Dataset entries:
..........

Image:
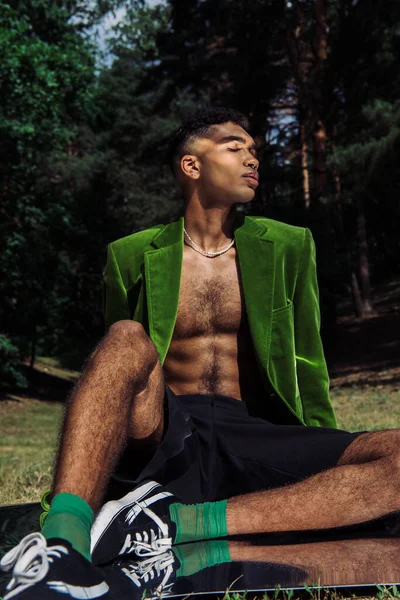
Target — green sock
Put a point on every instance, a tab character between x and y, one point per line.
198	555
199	521
70	518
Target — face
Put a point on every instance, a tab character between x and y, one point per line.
224	165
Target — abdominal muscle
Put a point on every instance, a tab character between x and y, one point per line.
211	365
211	350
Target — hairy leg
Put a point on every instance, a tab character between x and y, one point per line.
330	563
364	485
119	394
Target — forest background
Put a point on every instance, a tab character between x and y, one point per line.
84	126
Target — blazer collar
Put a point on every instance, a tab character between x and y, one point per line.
172	233
163	267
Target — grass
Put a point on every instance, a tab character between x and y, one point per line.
29	433
29	429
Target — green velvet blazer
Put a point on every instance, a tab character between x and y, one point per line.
278	272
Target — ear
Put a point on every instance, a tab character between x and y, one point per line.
190	166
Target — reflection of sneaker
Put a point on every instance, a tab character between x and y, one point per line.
154	575
41	571
138	523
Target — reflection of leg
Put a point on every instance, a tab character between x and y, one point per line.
332	563
363	486
344	495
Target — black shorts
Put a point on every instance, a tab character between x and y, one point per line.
213	449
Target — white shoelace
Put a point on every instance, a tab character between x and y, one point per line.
29	562
149	568
154	545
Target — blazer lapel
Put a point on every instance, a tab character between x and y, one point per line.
257	268
163	268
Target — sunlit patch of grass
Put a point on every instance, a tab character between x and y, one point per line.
367	408
28	438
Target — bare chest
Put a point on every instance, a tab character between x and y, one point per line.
211	298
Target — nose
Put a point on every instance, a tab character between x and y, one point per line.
251	161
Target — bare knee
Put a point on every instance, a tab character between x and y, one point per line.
372	446
127	343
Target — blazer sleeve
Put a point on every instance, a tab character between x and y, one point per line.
312	372
115	297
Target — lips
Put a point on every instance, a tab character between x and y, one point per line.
252	178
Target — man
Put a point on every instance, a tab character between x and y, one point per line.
210	368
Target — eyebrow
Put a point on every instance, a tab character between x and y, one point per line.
235	138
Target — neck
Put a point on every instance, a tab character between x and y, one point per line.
211	229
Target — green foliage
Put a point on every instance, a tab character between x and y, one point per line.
10	371
82	145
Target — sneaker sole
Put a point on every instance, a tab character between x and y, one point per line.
113	508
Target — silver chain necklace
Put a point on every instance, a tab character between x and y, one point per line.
205	252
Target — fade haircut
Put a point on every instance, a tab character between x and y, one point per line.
200	125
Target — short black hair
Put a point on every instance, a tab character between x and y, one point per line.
198	125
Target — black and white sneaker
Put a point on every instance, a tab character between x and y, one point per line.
45	570
151	577
129	525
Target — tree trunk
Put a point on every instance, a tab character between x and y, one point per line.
33	347
304	165
363	273
351	274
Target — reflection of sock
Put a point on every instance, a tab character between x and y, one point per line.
198	555
199	521
70	518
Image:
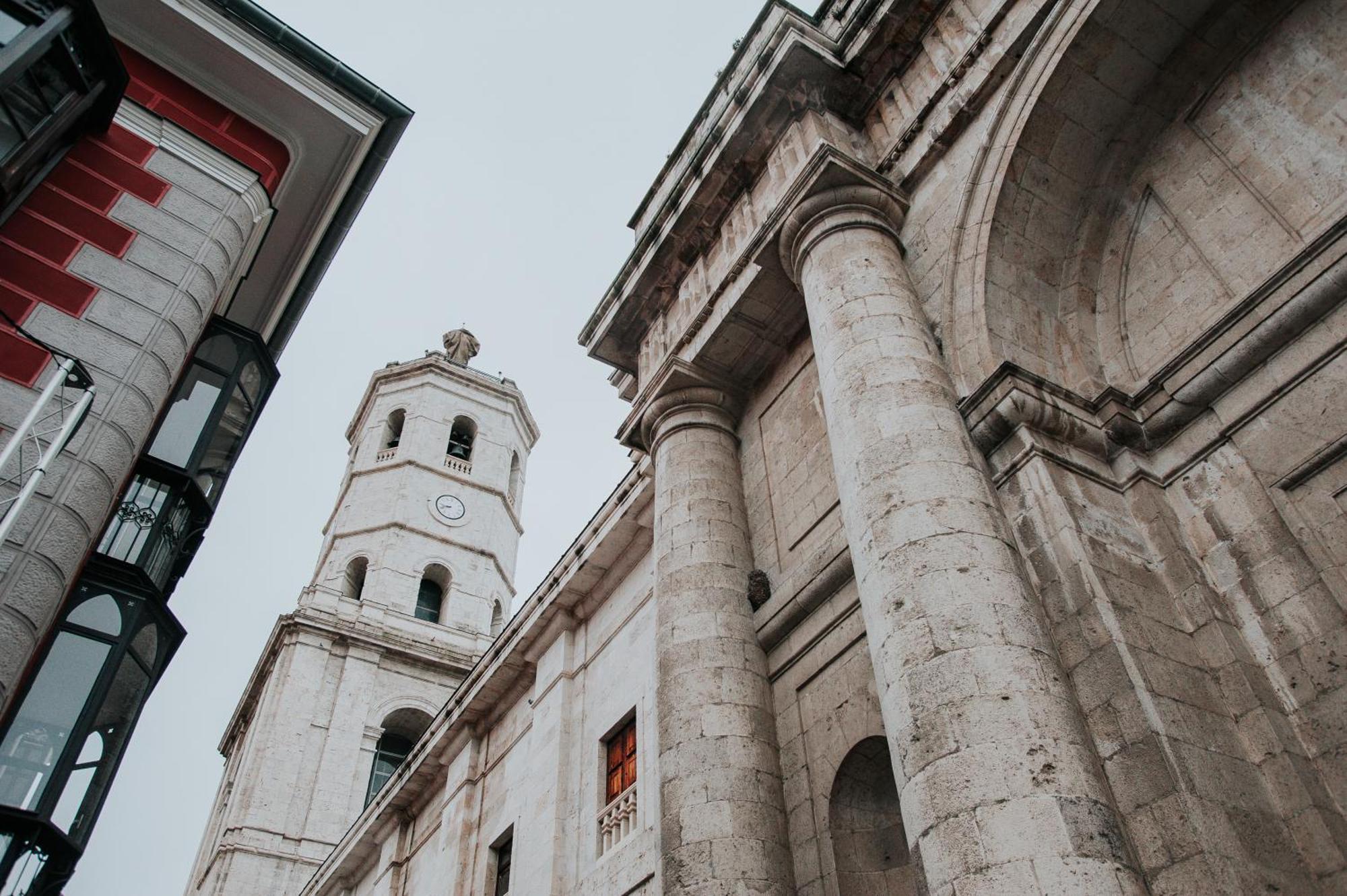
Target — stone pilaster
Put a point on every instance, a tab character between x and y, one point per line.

..........

* [THE REQUEST] Rewrite the rows starting at the line containing "Target — black and white sneaker" and ending at the last line of the rows, requests included, with every x and y coordinate in the answers scaled by 1.55 and rounded to the nearest whole number, halves rounding up. Omit the pictures from your output.

* [EXERCISE OUTPUT]
Target — black and white sneaker
Put a point on every instance, a tab character between x and y, one point per line.
70	884
234	894
200	814
Target — tree trunk
Put a point on every instance, a tab character between x and y, one point per line.
51	538
471	256
563	423
544	425
Target — reflection of sock
Put a point on every instance, a tab character between x and y, one point per line.
307	860
308	808
109	803
Image:
Target — stone pilaster
Put a point on every instance, a tab character between x and y, one point per line.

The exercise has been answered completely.